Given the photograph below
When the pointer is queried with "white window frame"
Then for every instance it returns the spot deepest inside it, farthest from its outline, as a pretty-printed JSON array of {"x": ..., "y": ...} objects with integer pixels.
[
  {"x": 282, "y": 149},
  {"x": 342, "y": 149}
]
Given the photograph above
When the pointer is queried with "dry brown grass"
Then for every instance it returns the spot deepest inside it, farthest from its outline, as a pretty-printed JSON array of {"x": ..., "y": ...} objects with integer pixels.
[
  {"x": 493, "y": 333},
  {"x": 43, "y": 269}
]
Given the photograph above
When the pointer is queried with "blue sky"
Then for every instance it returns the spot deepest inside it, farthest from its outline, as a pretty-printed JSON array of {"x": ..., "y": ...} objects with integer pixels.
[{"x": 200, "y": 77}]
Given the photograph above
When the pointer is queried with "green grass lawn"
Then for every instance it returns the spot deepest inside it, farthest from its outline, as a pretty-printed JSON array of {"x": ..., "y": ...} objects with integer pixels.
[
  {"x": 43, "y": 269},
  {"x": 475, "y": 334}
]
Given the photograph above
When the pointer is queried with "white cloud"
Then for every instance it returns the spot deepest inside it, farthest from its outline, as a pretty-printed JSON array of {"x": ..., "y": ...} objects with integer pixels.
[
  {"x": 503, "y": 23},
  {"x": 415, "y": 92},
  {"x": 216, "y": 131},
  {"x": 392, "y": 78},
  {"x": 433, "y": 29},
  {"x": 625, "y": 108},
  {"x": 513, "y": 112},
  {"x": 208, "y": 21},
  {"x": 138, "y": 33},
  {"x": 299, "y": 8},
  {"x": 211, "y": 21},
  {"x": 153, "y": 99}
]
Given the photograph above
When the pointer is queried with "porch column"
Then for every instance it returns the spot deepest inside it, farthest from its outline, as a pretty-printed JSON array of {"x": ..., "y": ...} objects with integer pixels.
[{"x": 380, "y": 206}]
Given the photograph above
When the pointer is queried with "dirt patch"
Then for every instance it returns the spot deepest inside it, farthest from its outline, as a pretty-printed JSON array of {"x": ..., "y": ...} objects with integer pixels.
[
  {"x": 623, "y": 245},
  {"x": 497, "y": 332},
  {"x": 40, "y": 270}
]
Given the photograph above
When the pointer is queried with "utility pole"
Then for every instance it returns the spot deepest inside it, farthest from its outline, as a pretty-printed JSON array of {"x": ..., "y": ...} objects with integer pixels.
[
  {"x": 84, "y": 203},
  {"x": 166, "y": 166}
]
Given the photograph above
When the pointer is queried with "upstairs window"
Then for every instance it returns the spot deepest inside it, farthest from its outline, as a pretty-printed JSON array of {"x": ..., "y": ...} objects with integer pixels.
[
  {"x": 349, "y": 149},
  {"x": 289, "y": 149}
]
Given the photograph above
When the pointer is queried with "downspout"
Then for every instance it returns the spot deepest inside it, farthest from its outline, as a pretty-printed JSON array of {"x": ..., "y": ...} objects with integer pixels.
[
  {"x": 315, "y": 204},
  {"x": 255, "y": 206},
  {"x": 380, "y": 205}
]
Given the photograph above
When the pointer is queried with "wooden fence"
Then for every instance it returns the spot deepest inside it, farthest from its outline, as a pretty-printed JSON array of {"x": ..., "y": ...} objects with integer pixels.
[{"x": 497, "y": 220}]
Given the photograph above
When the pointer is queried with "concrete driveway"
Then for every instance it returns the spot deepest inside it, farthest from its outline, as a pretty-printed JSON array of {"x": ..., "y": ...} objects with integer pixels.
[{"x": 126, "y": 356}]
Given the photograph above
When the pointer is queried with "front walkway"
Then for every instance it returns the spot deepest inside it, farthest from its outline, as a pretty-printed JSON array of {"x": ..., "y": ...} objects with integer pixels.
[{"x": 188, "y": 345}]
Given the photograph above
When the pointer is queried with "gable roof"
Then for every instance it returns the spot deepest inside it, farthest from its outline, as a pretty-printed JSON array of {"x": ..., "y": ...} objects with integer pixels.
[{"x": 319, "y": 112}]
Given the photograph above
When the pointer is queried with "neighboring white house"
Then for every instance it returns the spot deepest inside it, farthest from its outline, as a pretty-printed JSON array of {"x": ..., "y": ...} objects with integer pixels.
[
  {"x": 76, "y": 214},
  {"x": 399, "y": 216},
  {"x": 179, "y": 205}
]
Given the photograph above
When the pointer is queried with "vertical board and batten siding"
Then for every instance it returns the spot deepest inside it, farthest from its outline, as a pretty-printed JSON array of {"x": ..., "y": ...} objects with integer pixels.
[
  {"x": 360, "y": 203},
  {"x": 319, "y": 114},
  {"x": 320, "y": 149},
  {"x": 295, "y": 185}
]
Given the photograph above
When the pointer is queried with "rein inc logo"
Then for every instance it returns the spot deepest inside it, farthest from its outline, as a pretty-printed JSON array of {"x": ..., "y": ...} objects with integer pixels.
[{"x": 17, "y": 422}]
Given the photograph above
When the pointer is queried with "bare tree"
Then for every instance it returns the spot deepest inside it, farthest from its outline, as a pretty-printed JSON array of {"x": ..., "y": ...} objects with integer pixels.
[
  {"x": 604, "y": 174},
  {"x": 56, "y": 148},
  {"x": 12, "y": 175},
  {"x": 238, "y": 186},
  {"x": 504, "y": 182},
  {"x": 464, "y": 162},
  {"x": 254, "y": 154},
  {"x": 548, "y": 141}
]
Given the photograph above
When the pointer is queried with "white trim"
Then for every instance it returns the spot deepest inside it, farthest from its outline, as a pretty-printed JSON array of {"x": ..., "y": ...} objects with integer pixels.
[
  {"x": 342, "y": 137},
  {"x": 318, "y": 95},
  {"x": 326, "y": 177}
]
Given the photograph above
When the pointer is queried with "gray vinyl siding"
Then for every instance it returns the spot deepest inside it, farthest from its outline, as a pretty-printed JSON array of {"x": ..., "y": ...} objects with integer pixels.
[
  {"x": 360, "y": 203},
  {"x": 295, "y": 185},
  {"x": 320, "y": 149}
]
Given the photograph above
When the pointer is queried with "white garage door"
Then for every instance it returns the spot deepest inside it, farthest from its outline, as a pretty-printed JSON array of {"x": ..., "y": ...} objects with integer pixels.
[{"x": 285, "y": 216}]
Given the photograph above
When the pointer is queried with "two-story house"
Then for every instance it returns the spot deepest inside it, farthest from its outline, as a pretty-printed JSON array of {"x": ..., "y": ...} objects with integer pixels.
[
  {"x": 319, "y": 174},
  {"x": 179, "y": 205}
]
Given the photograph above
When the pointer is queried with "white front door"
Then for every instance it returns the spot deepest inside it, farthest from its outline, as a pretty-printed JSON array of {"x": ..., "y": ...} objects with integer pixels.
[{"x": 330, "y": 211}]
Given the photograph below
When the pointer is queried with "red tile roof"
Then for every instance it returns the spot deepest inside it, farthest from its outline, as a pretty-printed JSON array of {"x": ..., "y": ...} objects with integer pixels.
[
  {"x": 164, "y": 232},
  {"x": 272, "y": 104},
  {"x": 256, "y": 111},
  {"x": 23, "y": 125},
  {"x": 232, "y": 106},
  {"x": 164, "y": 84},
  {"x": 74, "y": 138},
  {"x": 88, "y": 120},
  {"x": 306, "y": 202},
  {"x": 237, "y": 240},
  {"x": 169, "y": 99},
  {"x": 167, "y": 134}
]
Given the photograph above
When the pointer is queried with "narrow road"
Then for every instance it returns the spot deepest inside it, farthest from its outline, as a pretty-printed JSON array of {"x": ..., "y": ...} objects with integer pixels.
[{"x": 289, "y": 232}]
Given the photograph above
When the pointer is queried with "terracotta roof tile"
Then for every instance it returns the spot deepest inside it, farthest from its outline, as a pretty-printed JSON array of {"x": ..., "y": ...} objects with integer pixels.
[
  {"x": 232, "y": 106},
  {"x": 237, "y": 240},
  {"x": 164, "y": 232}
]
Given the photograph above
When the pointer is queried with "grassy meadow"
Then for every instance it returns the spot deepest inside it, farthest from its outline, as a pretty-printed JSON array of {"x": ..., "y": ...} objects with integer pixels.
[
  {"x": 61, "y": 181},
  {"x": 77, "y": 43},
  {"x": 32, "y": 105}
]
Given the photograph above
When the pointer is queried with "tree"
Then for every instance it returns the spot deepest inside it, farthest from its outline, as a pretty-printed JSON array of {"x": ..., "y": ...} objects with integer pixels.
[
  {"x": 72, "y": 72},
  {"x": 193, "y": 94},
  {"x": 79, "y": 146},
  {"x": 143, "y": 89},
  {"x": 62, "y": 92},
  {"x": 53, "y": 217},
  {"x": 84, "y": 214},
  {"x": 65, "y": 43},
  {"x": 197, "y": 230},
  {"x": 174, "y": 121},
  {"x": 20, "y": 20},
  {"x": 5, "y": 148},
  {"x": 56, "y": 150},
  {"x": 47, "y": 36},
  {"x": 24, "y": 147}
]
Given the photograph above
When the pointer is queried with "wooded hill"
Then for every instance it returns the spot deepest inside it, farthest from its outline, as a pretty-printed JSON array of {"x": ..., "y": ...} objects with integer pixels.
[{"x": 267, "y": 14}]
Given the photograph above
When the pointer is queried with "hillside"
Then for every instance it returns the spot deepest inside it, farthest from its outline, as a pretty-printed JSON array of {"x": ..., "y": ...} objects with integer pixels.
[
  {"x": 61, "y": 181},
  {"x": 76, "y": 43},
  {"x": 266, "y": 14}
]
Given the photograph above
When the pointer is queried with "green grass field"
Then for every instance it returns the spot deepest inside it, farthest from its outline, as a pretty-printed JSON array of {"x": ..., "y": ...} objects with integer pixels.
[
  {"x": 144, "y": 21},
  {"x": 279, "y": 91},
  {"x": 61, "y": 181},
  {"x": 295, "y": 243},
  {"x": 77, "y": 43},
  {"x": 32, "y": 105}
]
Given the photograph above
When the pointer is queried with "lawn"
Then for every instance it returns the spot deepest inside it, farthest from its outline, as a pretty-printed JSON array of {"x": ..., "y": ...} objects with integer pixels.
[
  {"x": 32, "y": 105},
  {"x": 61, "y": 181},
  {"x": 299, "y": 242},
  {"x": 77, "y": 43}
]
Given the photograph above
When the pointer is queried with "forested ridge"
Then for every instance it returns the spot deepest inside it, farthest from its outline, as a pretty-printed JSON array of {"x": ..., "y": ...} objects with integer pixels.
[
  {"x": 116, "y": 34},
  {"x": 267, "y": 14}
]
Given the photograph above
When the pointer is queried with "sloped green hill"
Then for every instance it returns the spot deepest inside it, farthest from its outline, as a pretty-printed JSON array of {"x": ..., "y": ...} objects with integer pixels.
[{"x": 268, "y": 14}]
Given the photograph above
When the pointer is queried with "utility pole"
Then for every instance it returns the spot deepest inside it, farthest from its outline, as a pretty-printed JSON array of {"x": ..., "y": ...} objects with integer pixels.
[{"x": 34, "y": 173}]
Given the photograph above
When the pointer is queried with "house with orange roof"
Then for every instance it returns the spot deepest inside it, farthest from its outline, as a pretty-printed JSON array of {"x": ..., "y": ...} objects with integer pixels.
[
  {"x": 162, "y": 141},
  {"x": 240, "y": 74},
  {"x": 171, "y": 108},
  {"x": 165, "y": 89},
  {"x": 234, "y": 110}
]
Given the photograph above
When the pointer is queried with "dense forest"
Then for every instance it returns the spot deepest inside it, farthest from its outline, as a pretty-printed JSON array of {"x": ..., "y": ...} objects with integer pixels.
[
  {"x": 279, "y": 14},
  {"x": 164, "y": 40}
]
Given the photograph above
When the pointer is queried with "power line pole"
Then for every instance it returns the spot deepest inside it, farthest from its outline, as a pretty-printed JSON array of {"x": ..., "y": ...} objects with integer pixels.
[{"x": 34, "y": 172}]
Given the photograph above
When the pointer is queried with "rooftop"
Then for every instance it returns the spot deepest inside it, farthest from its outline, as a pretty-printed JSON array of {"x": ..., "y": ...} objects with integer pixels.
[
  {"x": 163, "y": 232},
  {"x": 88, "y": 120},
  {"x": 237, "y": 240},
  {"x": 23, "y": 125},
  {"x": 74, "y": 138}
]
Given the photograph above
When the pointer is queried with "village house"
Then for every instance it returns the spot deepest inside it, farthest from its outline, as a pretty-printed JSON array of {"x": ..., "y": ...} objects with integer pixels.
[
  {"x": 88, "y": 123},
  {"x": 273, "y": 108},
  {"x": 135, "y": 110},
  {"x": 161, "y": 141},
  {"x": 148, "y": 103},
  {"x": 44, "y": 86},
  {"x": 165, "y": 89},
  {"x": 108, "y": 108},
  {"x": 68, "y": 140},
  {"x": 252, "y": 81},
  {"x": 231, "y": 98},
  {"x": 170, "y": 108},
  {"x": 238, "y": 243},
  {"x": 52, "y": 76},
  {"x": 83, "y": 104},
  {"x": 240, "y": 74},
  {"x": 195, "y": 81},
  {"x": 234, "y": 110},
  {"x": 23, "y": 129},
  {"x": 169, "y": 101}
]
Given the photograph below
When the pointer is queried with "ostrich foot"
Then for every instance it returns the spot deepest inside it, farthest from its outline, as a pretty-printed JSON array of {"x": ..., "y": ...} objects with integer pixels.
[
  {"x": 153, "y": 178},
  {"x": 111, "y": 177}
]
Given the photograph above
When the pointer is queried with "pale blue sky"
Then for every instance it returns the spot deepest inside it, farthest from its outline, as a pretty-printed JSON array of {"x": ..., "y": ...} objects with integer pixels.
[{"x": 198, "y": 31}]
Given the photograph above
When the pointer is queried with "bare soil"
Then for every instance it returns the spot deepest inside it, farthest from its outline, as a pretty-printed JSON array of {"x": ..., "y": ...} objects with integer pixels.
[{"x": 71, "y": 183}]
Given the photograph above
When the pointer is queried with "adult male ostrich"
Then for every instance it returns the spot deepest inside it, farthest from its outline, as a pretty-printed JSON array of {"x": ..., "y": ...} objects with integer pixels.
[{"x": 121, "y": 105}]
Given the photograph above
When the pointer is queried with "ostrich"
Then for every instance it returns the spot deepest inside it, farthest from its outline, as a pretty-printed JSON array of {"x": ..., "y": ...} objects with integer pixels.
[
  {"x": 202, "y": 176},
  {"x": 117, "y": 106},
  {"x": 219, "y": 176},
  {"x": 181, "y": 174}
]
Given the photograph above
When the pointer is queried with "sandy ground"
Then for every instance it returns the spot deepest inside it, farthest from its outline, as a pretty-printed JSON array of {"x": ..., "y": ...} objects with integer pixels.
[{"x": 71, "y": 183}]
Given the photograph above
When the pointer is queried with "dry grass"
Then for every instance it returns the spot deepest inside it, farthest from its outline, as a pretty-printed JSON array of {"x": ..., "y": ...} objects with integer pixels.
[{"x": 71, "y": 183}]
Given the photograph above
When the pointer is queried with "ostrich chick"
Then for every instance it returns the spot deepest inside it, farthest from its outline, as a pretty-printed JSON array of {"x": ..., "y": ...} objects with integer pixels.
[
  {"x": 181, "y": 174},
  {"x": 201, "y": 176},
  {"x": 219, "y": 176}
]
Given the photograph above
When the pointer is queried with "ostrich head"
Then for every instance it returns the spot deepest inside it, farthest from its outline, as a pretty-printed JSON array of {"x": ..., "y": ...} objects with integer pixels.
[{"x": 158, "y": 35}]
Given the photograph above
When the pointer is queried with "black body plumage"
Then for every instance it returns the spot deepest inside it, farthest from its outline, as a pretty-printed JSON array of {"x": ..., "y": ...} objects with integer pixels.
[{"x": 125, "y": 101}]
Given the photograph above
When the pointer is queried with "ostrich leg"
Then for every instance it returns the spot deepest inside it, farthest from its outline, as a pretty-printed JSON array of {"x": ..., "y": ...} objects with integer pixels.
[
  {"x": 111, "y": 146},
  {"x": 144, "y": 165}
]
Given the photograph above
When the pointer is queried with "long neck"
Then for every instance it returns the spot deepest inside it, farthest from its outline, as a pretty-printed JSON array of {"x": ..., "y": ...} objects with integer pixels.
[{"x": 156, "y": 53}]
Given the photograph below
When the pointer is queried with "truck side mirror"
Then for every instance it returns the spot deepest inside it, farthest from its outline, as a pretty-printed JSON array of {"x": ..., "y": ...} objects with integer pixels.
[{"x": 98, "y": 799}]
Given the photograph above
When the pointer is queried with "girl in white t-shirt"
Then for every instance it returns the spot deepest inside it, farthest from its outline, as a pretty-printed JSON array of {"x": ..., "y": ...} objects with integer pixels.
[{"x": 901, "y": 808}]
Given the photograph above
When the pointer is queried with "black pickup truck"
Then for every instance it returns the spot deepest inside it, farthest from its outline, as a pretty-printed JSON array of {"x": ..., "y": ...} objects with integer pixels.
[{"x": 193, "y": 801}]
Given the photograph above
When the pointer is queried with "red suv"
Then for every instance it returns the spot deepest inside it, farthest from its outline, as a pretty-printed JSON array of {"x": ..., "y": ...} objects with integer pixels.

=-=-=

The problem - Please work out how many lines of the records contain "bare" and give only that number.

Exercise solution - 2